--- SUPPLIED PASSAGE ---

Please, Lord, let her wait until I’m dead. 

This originally appeared in my column in the May 16, 2012 issue of "The Pilot" newspaper.

April 26, 2012

Digging the Pig


I’m obsessed with pigs, and it started with the best pig of all time: Miss Piggy.

I had the Miss Piggy puppet, cookie jar, pajamas, lamp and well, it’s safe to say I had the works. Purple was my favorite color because it was The Pig’s favorite. My love for Miss Piggy endured even when I was supposedly too old (so my friends told me) to dig the pig.

I begged my parents to let me paint my room purple, something they weren’t too keen on in the days when mauve and peach were the trend. They finally relented after I caught our kitchen on fire.

It was a bustling morning because it was the most important day in the life of a seventh grader: school picture day. After popping some bread in the toaster, I rushed to my closet to don my purple outfit. I had special permission to wear makeup (purple mascara!) and pantyhose. I was fighting the pantyhose, one leg in and one leg half in, when the fire detector shrilled. I ran-hopped into the kitchen. My dad had beaten me to the source of the fire, the toaster, where he was batting with a kitchen towel the flames licking the ceiling.

My parents were very cool about the whole fire thing. How was I to know, they reasoned, that one should not put toast back into the toaster after slathering it with butter?

Though it was only our kitchen that was destroyed, I got lucky. Thanks to the smoke damage, we had to redo the whole house. Woo hoo, I got my purple room, which unbelievably, is still purple to this day. Bella gets a kick out of sleeping in my old bed surrounded by relics of The Pig.

My dad was into pigs, too, but he liked the real ones. He decided to raise one of his own, built a pen and brought home an adorable pink thing whose oinks sounded more like squeaks. I named her Petunia, and my sister and I walked her around our yard on a leash. After she grew up and was too heavy to frolic with a little girl, I visited her in her pen and petted her as I scooped food into her trough.

You know the fate Petunia met, of course. Daddy, a butcher by trade, made bacon out of her. That’s when I first heard the old chicken and pig joke. In a bacon-and-egg breakfast, what’s the difference between the chicken and the pig? The chicken is involved but the pig is committed.

--- DATA LINES ---

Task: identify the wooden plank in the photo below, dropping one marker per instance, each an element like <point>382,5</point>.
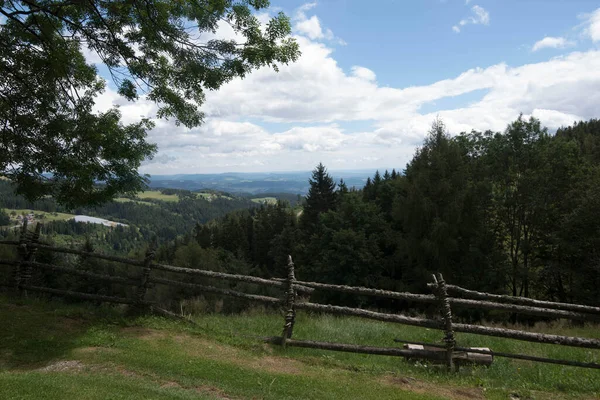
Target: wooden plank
<point>219,275</point>
<point>352,348</point>
<point>425,298</point>
<point>477,350</point>
<point>212,289</point>
<point>523,301</point>
<point>106,257</point>
<point>476,329</point>
<point>79,295</point>
<point>85,274</point>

---

--- SHORT EXERCISE A ---
In the column about pigs:
(i) What color was Miss Piggy's favorite?
(ii) What name was given to the pig the father brought home?
(iii) What was the father's trade?
--- SHORT EXERCISE B ---
Can you retype the stretch of the column about pigs from "Though it was" through "into her trough."?
You won't need the items.

--- EXERCISE RESPONSE A ---
(i) Purple
(ii) Petunia
(iii) Butcher

--- EXERCISE RESPONSE B ---
Though it was only our kitchen that was destroyed, I got lucky. Thanks to the smoke damage, we had to redo the whole house. Woo hoo, I got my purple room, which unbelievably, is still purple to this day. Bella gets a kick out of sleeping in my old bed surrounded by relics of The Pig.

My dad was into pigs, too, but he liked the real ones. He decided to raise one of his own, built a pen and brought home an adorable pink thing whose oinks sounded more like squeaks. I named her Petunia, and my sister and I walked her around our yard on a leash. After she grew up and was too heavy to frolic with a little girl, I visited her in her pen and petted her as I scooped food into her trough.